*Texto fornecido:*
****************************************
Último dia de um festival, premiação, última festa. No dia seguinte ainda, “de quebra”, o dia dos Berlinenses invadirem o cinema, o Berlinale Kinotag. Dá pra esticar mais um pouco. Nota-se uma mudança repentina no centro da cidade. Fala-se menos língua estrangeira, mas os cinéfilos teimosos ainda aproveitam o domingo para ver esse ou aquele filme que não coube na agenda apertada dos 10 dias intensos do festival.
Esse aspecto de capital do mundo vai mudando durante as horas de domingo e Berlim retoma o seu habitual aspecto de um vilarejo. Andando entre um cinema e outro me vem na mente a imagem do crocodilo melancólico de TABU, filme de Miguel Gomes, aliás, o melhor filme da competição, que vem mudando de caráter a cada ano e desde há muito não segue uma linha lógica, é mais uma roleta russa, um produto de felizes casualidades.
Todo cinéfilo que se preza sabe do black box que se encara quando, no dia seguinte, não há mais filmes para serem vistos as 9 horas da matina, ainda mais se essa matina for numa segunda-feira. Faço uso do pragmatismo prussiano de um ditado originariamente de contexto futebolístico, mas o que dá para o futebol, dá para o cinema também: “Depois da Berlinale, é antes da Berlinale”. Não há porque desesperar.
Os highlights do festival não foram nem tanto as estrelas ao longo do tapete vermelho. Uma exceção: Meryl Streep, que preenche todos os quesitos que uma estrela deve ter. Uma áurea de quem ainda quer muito aprender e um sorriso de quem se surpreende todas as vezes que ganha um prêmio de peso.
Para os cinéfilos, os highlights desse ano encontravam-se nas mostras paralelas, principalmente a Panorama, que devido ao seu diretor Wieland Speck e suas frequentes viagens ao Brasil, se tornou ao longo dos anos o terreiro do cinema brasileiro no festival.
****************************************
*Dados de entrada:*
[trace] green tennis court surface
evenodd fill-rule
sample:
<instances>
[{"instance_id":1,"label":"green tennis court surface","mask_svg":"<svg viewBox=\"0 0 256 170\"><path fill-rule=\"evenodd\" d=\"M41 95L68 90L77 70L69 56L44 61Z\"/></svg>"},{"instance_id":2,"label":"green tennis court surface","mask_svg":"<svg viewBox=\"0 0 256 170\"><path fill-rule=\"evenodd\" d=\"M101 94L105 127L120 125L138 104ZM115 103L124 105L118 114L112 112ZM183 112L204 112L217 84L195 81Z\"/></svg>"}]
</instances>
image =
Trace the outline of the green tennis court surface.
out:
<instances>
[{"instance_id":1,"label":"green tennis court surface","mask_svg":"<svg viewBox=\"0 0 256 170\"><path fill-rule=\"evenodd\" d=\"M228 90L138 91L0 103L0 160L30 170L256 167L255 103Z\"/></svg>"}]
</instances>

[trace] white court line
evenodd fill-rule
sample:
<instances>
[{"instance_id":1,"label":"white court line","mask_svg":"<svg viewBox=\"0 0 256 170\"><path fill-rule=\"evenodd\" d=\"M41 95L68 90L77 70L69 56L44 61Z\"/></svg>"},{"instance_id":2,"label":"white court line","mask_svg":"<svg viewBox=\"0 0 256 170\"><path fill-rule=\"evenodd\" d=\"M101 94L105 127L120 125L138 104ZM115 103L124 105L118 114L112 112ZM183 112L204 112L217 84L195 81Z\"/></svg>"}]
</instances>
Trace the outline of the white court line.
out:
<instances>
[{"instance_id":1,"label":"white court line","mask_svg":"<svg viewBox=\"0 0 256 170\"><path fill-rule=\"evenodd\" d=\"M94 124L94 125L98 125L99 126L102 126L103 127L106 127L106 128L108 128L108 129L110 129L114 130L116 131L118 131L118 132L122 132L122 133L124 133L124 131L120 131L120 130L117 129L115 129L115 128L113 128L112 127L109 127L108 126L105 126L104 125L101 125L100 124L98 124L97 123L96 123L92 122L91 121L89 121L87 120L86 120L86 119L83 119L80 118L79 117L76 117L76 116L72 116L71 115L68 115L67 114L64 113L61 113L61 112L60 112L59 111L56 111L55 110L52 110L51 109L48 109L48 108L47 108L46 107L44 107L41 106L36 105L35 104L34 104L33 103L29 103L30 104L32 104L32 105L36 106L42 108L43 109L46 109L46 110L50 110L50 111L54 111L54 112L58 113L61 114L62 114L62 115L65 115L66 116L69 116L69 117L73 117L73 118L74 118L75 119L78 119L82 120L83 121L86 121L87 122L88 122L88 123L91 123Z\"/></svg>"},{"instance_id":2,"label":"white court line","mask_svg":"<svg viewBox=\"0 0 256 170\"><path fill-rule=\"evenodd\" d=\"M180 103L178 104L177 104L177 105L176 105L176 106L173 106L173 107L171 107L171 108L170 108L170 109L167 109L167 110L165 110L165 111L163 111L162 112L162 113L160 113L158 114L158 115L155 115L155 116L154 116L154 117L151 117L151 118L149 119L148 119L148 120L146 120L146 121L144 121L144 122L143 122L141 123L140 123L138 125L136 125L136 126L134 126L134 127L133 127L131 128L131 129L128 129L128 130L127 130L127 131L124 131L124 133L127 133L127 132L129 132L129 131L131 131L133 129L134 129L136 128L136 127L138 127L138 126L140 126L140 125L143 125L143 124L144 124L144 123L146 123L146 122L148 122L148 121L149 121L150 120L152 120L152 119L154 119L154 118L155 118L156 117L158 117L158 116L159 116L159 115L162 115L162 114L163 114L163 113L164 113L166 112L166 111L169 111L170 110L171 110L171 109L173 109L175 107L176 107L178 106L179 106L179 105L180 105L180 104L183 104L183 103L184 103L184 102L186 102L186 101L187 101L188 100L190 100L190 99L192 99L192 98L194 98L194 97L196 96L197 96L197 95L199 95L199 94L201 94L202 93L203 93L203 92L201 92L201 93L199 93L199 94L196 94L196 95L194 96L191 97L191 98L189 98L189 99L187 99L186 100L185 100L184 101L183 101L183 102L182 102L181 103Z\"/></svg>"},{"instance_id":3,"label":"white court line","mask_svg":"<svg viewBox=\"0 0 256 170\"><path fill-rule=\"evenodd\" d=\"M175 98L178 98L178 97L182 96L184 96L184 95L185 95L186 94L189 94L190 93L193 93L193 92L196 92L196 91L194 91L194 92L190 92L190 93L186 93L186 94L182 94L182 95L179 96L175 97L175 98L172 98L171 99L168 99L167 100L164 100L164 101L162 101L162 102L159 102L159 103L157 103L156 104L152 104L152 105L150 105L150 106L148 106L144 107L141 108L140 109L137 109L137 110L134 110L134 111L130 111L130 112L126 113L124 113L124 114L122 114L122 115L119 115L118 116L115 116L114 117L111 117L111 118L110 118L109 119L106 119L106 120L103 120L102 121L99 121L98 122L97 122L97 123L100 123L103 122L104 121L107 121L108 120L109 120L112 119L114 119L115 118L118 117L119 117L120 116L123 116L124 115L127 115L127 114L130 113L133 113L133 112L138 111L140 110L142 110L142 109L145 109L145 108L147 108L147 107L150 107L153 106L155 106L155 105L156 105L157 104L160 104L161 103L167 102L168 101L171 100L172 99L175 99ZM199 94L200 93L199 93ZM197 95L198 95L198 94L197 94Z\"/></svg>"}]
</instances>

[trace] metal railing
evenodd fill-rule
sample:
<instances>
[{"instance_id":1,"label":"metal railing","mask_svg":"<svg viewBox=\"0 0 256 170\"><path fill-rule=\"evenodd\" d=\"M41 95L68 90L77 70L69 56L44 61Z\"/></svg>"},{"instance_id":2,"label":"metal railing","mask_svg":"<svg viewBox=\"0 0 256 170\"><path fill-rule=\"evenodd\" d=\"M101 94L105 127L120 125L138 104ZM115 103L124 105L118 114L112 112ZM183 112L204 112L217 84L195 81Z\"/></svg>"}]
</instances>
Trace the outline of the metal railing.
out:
****************************************
*Tarefas propostas:*
1. Responda com base no texto fornecido:
(a) Qual filme é apontado como o melhor da competição, e quem o dirigiu?
(b) Que estrela é citada como exceção entre os destaques do tapete vermelho?
(c) Quem é o diretor da mostra Panorama?
2. Devolva cada linha da listagem que contém a palavra "outline". Diferencie maiúsculas de minúsculas.
O texto fornecido e a listagem são materiais independentes entre si.

*Respostas do exercício:*
1.
(a) TABU, de Miguel Gomes.
(b) Meryl Streep.
(c) Wieland Speck.

2.
Trace the outline of the green tennis court surface.
Trace the outline of the white court line.
Trace the outline of the metal railing.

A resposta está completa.